■ TASK GOAL ■
Look through the data below and, wherever a line carries the word "mirror", please copy that line.

(Saved entries)
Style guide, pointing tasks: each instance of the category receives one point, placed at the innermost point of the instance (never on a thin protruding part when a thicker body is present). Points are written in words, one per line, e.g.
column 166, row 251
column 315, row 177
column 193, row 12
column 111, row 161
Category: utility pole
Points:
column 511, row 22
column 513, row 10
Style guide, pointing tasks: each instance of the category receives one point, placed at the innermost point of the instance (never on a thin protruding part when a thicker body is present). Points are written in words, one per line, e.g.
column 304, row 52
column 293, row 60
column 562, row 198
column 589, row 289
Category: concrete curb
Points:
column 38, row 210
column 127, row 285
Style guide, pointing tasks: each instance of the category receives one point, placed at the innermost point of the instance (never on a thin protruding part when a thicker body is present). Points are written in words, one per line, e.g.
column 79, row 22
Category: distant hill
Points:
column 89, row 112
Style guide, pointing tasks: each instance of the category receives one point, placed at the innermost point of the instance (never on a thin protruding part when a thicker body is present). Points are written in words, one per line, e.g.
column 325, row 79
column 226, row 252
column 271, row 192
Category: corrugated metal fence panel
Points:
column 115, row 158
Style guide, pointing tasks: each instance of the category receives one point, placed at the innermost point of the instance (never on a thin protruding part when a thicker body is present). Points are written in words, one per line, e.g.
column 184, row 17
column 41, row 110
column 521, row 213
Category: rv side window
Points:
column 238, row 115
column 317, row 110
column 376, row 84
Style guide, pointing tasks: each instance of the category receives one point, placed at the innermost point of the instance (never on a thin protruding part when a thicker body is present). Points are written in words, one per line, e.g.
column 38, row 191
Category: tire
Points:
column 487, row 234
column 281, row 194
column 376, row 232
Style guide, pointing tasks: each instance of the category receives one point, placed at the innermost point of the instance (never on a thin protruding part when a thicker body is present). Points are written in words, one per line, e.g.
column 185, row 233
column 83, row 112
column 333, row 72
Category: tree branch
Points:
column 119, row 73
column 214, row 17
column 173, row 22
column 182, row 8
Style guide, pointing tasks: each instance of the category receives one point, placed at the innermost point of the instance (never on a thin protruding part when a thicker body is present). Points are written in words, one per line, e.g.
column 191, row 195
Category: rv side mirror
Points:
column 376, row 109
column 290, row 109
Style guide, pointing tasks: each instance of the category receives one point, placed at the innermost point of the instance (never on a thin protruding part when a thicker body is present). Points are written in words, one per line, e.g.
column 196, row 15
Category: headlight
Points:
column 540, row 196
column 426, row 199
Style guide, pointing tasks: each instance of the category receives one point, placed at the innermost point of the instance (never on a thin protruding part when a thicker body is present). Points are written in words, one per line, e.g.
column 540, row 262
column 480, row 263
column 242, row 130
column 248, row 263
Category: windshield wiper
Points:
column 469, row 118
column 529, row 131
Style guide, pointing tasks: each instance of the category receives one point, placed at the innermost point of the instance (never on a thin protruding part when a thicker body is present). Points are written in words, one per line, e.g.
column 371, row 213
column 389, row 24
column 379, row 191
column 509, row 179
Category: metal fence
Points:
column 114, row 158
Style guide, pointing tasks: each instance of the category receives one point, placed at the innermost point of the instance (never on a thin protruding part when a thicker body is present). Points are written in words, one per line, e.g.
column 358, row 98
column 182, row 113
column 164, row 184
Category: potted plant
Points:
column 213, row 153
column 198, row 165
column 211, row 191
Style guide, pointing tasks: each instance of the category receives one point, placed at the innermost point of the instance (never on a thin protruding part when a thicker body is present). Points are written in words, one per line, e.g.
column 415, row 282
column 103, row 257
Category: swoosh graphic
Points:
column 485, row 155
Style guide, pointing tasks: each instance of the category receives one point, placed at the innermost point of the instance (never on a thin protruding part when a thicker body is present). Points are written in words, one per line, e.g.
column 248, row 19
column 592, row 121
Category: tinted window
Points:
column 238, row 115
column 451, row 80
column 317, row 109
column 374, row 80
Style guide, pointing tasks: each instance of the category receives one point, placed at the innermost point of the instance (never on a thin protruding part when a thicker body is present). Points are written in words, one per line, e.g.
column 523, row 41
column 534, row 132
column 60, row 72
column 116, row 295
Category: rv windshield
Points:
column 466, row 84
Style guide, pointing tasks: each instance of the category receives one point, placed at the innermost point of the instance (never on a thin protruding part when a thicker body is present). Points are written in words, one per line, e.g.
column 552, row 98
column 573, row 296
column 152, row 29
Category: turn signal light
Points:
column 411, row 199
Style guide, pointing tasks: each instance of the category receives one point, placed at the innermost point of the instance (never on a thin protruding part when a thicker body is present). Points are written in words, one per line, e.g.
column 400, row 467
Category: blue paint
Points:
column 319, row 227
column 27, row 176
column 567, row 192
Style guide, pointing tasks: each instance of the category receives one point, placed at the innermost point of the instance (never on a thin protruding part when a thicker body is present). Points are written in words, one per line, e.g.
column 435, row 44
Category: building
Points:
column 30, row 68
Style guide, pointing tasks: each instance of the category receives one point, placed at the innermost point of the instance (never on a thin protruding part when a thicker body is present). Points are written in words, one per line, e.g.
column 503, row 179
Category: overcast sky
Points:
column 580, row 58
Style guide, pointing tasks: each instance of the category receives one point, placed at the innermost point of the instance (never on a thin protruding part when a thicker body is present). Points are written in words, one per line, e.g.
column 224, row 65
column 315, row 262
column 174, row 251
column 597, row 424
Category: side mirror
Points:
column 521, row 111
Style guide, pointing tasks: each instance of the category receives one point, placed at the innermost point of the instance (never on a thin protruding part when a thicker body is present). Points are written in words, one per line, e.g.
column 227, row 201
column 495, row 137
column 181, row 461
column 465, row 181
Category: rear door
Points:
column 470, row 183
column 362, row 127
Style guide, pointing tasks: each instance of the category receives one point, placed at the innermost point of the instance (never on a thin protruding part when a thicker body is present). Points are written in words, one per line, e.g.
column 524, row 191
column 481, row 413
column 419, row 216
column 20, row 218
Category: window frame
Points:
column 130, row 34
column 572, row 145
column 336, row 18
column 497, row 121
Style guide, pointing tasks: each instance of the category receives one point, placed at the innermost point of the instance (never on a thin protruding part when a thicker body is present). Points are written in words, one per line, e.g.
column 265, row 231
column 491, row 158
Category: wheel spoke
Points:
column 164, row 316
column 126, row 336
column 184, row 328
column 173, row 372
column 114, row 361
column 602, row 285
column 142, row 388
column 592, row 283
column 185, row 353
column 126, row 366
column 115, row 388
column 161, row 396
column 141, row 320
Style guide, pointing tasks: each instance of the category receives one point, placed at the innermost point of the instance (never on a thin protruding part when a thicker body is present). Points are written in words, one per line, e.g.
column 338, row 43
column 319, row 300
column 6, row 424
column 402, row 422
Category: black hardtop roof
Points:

■ ANSWER SECTION ■
Category: rv side mirror
Category: side mirror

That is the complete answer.